Input for this task =

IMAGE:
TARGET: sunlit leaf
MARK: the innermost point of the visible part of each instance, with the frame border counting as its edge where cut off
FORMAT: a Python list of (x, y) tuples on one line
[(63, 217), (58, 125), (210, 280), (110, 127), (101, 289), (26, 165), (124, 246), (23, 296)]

Problem to work on = Please arrange every line of the material above as a Markdown table with two columns, Row and Line, numbering the rows in order and leaving out any blank lines.

Exercise response =
| Row | Line |
|---|---|
| 1 | IMAGE: |
| 2 | TARGET: sunlit leaf |
| 3 | MARK: the innermost point of the visible part of each instance, with the frame border counting as its edge where cut off |
| 4 | FORMAT: a Python list of (x, y) tuples on one line |
| 5 | [(63, 217), (58, 125), (210, 280), (110, 127), (101, 289), (26, 165), (124, 246), (23, 296)] |